_BRANO SCELTO:_
· · · · · · ·
La “Visita della vecchia signora” è una storia ambientata in una cittadina qualsiasi dell’Europa centrale, scritta da uno che non prende affatto le distanze dai suoi protagonisti e che non è poi tanto sicuro se si sarebbe comportato diversamente da loro.
Claire Zachanassian non impersona né la giustizia né il piano Marshall e tanto meno l’Apocalisse; è semplicemente quello che è: la donna più ricca del mondo,
che grazie al denaro può agire come un’eroina della tragedia greca,
assoluta, crudele: Medea mettiamo.
Se lo può permettere. La Signora non manca di senso dell’umorismo, perché verso la gente ha lo stesso distacco che si ha verso la merce; distaccata anche da se stessa, possiede poi una grazia singolare, un fascino malvagio. Ma a forza di muoversi al di fuori del consesso umano è diventata qualcosa di immutabile, di rigido senza possibilità
di sviluppo ulteriore, a meno di non pietrificarsi in idolo. È un’apparizione
poetica al pari del suo seguito.
· · · · · · ·
_PROBLEMA BREVE:_ Riprendi il brano su Claire Zachanassian e continualo a partire dalla sua ultima frase. I dati provengono da una fonte diversa.
· · · · · · ·
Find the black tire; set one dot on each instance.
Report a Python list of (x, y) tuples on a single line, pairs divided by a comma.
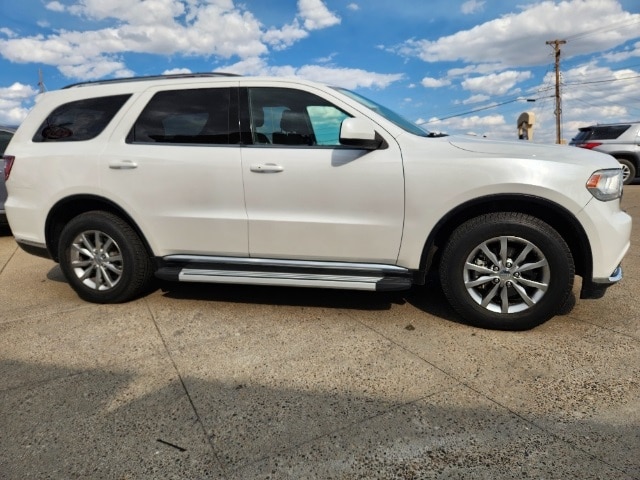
[(506, 271), (628, 169), (103, 258)]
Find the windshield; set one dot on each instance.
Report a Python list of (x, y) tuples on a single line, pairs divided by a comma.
[(387, 113)]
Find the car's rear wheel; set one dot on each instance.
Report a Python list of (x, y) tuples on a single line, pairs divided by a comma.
[(507, 271), (104, 259), (628, 170)]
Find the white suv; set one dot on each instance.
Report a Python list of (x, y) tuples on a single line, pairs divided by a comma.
[(270, 181)]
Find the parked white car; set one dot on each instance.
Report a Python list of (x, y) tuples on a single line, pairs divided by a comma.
[(271, 181)]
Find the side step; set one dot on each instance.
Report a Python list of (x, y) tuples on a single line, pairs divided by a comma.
[(290, 273)]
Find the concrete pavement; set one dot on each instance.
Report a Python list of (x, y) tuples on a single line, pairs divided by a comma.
[(234, 382)]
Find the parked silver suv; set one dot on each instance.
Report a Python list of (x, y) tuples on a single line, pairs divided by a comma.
· · · · · · ·
_RISPOSTA ALL'ESERCIZIO:_
Se l’impassibile Claire Zachanassian ha statura eroica fin dall’inizio, il suo anziano amante la deve acquistare. Lurido bottegaio, egli cade nelle grinfie di lei, ignaro.
Colpevole com’è, all’inizio egli crede che la vita abbia da sola cancellato tutte
le sue colpe. Un bruto insensibile, un semplicione nella cui mente, a poco a poco,
si fa strada un barlume di coscienza, attraverso la paura, il terrore...
Accanto ai protagonisti ci sono gli abitanti di Güllen, gente comune, come tutti noi. Non bisogna dar loro tratti malvagi, tutt’altro; dapprima sono decisi a respingere l’offerta;
se poi fanno debiti non è col proposito di uccidere Ill, ma per leggerezza, con l’idea
che tutto si arrangerà. È il processo per cui una comunità cede a poco a poco alla
tentazione, cedimento esemplare, ma che deve essere reso plausibile.
La tentazione è troppo grande, la povertà troppo dura.
La “Visita della vecchia signora” è una commedia cattiva: proprio per questo deve essere recitata non con cattiveria ma con la massima umanità; con tristezza, non con rabbia;
ma anche con umorismo, perché niente gioverebbe meno a questa commedia...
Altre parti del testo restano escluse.